Quand on a un est peu bricoleur, c’est bien moins compliqué que la maçonnerie, où on est contraint par la météo ou les temps de séchage. L’isolation par botte de paille marche très bien, mais il y a plein d’autres formes d’isolation qui ont vraiment le vent en poupe.
Est-ce que l’éco-construction c’est plus cher ?
C’est compliqué de répondre. C’est comme pour une voiture, tout dépend du modèle dont vous parlez ! Ça dépend de la taille de la maison. Ceux qui ont des petits budgets peuvent construire un peu moins grand et être plus intelligent dans l’aménagement des rangements et des pièces. Plus généralement, ça dépend du taux de participation des habitants dans la construction (aux finitions, ou bien au second oeuvre, ou à tout…), des équipements (par exemple poêle à bois buche ou chaudière à granulés de bois), mais, au global, on arrive sur certaines constructions à des prix parfois plus bas, parfois similaires, parfois plus élevés, allant de 500 euros le m2 quand on fait tout soi même à 1800 du m2, quand on ne fait rien soi même.
Tenez, des habitats sociaux ont été construits en paille et terre à Bègles, dans le sud-ouest de la France. Sa fourchette de prix est plus basse que ce qui est offert ailleurs dans ce secteur ! Dans l’Est de la France, on trouve aussi un habitat social en paille, c’est l’un des plus hauts immeubles en bottes de paille jamais construit.
Quelles sont les nouvelles tendances de l’eco construction ?
La tendance remarquable de ces dernières années, ce sont les chantiers participatifs. Internet a vraiment libéré la chose, avec des sites où on peut mettre ses commentaires, qui sont de véritables blablacar du chantier. Vous avez par exemple fr.twiza.org, « la plateforme communautaire des chantiers participatifs », où on peut contre des coups de main sur un chantier trouver une ambiance sympa, à manger, un lit, le confort pour rester quelques jours, et parfois être accompagné d’un professionnel, et qui permet d’apprendre.
Le DYI [NDLR : de l’anglais Do It Yourself, que l’on peut traduire par faire soi-même… bref, c’est le bricolage mais dit autrement !] est l’autre grande tendance. Vous allez trouver de petites fiches pratiques pour isoler vous-même votre maison, faire un banc en palettes de bois recyclé, des meubles en carton, votre mobilier à partir d’éléments recyclés.

==================================================

Consignes et exigences: Recopiez mot pour mot le passage de l'extrait sur l'éco-construction qui s'ouvre sur les mots contenant « Le DYI [NDLR » et se termine par « partir d’éléments recyclés. ». Ces enregistrements ne sont pas nécessaires.

(Extraits de données de pointage)
==================================================

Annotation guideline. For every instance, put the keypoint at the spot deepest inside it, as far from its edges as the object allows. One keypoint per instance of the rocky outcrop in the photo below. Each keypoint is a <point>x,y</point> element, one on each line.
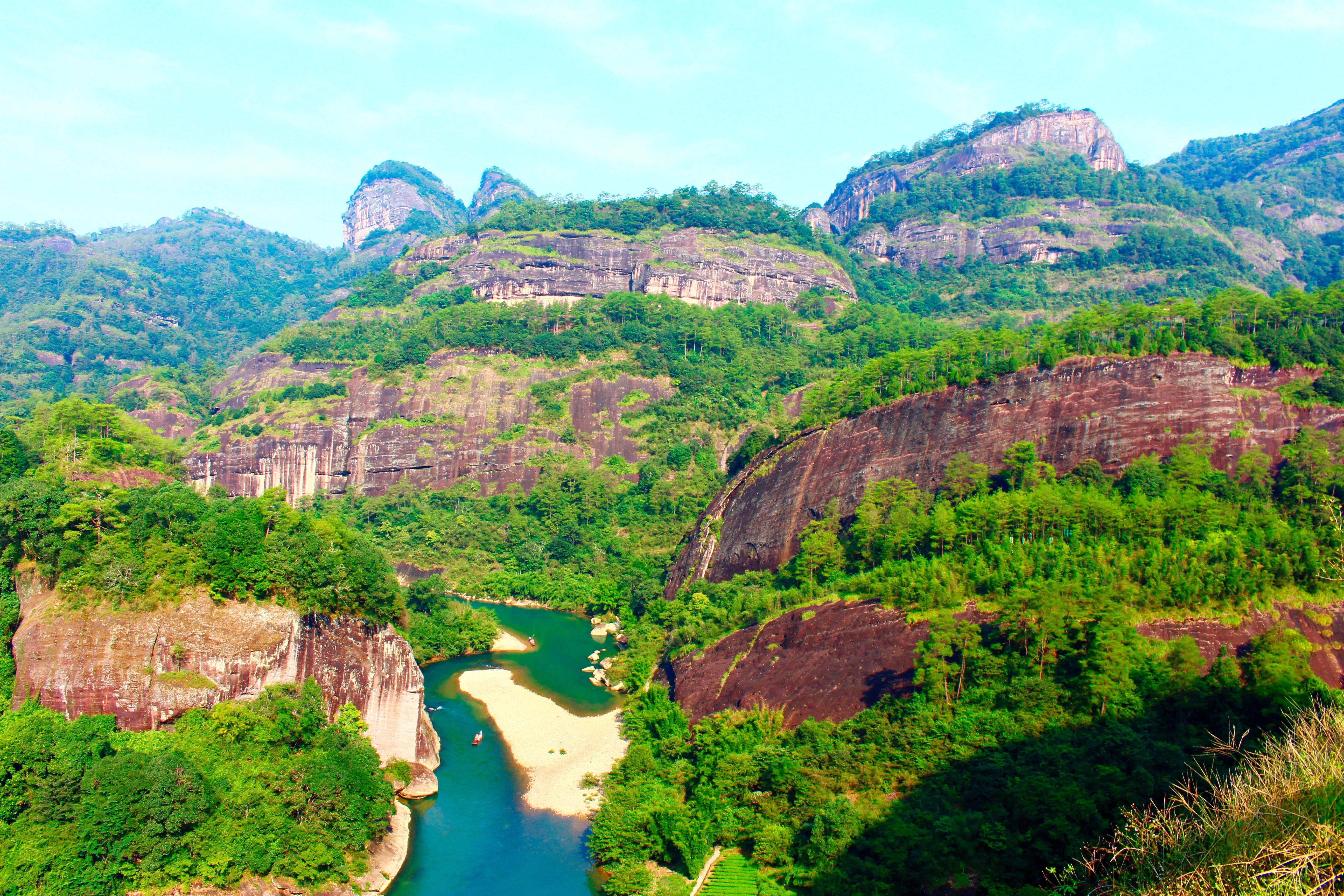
<point>1037,238</point>
<point>1109,409</point>
<point>458,421</point>
<point>388,856</point>
<point>148,667</point>
<point>424,784</point>
<point>1056,232</point>
<point>702,267</point>
<point>824,661</point>
<point>498,187</point>
<point>818,218</point>
<point>1062,132</point>
<point>834,660</point>
<point>386,201</point>
<point>1319,627</point>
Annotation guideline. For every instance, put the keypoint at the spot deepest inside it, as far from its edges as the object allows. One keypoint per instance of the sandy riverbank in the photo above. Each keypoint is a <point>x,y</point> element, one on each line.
<point>537,730</point>
<point>509,641</point>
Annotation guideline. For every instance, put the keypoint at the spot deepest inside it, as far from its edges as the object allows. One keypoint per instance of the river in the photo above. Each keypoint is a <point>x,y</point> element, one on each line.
<point>478,837</point>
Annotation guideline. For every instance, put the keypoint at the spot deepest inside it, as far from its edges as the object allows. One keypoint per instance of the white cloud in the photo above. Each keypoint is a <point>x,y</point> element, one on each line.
<point>1310,17</point>
<point>621,38</point>
<point>316,29</point>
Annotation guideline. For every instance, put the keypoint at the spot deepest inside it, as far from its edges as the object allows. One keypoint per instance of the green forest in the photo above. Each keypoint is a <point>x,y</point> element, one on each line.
<point>241,790</point>
<point>1042,743</point>
<point>1047,674</point>
<point>1039,718</point>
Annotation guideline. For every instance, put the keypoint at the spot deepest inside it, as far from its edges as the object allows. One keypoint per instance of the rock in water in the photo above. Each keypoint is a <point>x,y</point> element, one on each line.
<point>424,784</point>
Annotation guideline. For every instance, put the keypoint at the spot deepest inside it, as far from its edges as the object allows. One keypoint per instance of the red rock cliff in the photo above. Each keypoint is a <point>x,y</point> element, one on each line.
<point>1088,408</point>
<point>826,661</point>
<point>1062,132</point>
<point>834,660</point>
<point>122,663</point>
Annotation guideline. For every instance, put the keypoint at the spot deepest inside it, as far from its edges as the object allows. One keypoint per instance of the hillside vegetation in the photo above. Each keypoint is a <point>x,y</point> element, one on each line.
<point>1271,827</point>
<point>183,291</point>
<point>1193,223</point>
<point>268,788</point>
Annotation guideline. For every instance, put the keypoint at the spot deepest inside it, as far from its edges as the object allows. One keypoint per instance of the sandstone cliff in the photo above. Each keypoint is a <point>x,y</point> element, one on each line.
<point>496,188</point>
<point>1065,132</point>
<point>1108,409</point>
<point>386,199</point>
<point>834,660</point>
<point>702,267</point>
<point>122,663</point>
<point>824,661</point>
<point>455,422</point>
<point>1053,232</point>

==================================================

Solution rédigée:
Le DYI [NDLR : de l’anglais Do It Yourself, que l’on peut traduire par faire soi-même… bref, c’est le bricolage mais dit autrement !] est l’autre grande tendance. Vous allez trouver de petites fiches pratiques pour isoler vous-même votre maison, faire un banc en palettes de bois recyclé, des meubles en carton, votre mobilier à partir d’éléments recyclés.